### Task to carry out
Every entry has to be output exactly, with none skipped.
··· Material for this task
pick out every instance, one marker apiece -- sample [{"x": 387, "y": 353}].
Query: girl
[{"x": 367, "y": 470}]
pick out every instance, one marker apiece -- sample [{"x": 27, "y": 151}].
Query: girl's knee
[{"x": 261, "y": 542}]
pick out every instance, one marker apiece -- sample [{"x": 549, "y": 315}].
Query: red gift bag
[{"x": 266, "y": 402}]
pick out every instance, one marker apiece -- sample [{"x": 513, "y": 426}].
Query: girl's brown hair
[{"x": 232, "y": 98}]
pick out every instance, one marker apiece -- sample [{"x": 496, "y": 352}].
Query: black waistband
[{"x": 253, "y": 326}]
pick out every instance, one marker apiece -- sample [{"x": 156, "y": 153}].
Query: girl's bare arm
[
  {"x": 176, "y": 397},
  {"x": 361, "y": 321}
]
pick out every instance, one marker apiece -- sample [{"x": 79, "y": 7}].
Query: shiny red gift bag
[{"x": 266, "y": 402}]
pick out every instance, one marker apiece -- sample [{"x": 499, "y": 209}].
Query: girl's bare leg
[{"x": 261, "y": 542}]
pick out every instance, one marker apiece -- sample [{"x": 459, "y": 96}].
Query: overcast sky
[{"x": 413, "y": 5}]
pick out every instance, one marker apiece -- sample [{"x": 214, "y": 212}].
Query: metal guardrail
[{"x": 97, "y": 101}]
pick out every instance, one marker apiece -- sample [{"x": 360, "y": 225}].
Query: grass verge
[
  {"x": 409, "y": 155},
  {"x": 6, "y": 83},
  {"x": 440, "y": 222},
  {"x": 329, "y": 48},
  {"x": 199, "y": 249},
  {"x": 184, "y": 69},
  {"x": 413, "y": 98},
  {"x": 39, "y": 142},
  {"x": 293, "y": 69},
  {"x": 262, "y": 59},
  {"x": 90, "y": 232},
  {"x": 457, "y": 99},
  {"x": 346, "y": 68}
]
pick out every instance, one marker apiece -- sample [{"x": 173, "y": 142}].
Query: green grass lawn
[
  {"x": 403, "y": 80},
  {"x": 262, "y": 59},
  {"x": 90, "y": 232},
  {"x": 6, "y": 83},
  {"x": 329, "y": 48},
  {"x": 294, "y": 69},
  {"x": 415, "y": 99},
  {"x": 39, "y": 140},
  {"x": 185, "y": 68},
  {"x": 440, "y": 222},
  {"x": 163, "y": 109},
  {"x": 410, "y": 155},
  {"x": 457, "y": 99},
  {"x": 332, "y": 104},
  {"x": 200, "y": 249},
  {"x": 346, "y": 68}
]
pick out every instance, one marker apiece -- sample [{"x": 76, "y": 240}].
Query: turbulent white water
······
### Completed exercise
pick out every instance, one marker apiece -- sample [{"x": 387, "y": 353}].
Query: girl
[{"x": 367, "y": 470}]
pick out every instance, one marker apiece -- sample [{"x": 27, "y": 151}].
Query: girl's knee
[{"x": 261, "y": 542}]
pick out every instance, one marker apiece -- sample [{"x": 549, "y": 315}].
Query: red gift bag
[{"x": 266, "y": 402}]
pick out every instance, one marker apiece -- sample [{"x": 513, "y": 426}].
Query: girl's brown hair
[{"x": 232, "y": 98}]
pick out every instance, one marker apiece -- sample [{"x": 496, "y": 352}].
Query: black waistband
[{"x": 253, "y": 326}]
pick out every instance, one marker apiece -- sample [{"x": 156, "y": 153}].
Query: girl's bare arm
[
  {"x": 176, "y": 397},
  {"x": 361, "y": 321}
]
pick out every instance, one marker apiece -- sample [{"x": 79, "y": 7}].
Query: shiny red gift bag
[{"x": 266, "y": 402}]
pick out every instance, one marker apiece -- sample [{"x": 499, "y": 209}].
Query: girl's bare leg
[{"x": 261, "y": 542}]
pick out every instance, one marker apiece -- sample [{"x": 459, "y": 96}].
Query: overcast sky
[{"x": 413, "y": 5}]
pick out every instance, one marker apiece -- sample [{"x": 214, "y": 212}].
Query: metal guardrail
[{"x": 97, "y": 101}]
pick out every instance, one marker apiece -- sample [{"x": 360, "y": 225}].
Query: grass verge
[
  {"x": 409, "y": 155},
  {"x": 6, "y": 83},
  {"x": 440, "y": 222},
  {"x": 329, "y": 48},
  {"x": 199, "y": 249},
  {"x": 184, "y": 69},
  {"x": 413, "y": 98},
  {"x": 39, "y": 142},
  {"x": 293, "y": 69},
  {"x": 262, "y": 59},
  {"x": 90, "y": 232},
  {"x": 457, "y": 99},
  {"x": 346, "y": 68}
]
pick out every instance, one marker apiece -- sample [{"x": 173, "y": 142}].
Query: green grass lawn
[
  {"x": 403, "y": 80},
  {"x": 262, "y": 59},
  {"x": 90, "y": 232},
  {"x": 6, "y": 83},
  {"x": 329, "y": 48},
  {"x": 294, "y": 69},
  {"x": 415, "y": 99},
  {"x": 39, "y": 140},
  {"x": 185, "y": 68},
  {"x": 440, "y": 222},
  {"x": 163, "y": 109},
  {"x": 410, "y": 155},
  {"x": 457, "y": 99},
  {"x": 332, "y": 104},
  {"x": 200, "y": 249},
  {"x": 346, "y": 68}
]
pick out every instance, one marker apiece -- sample [{"x": 76, "y": 240}].
Query: turbulent white water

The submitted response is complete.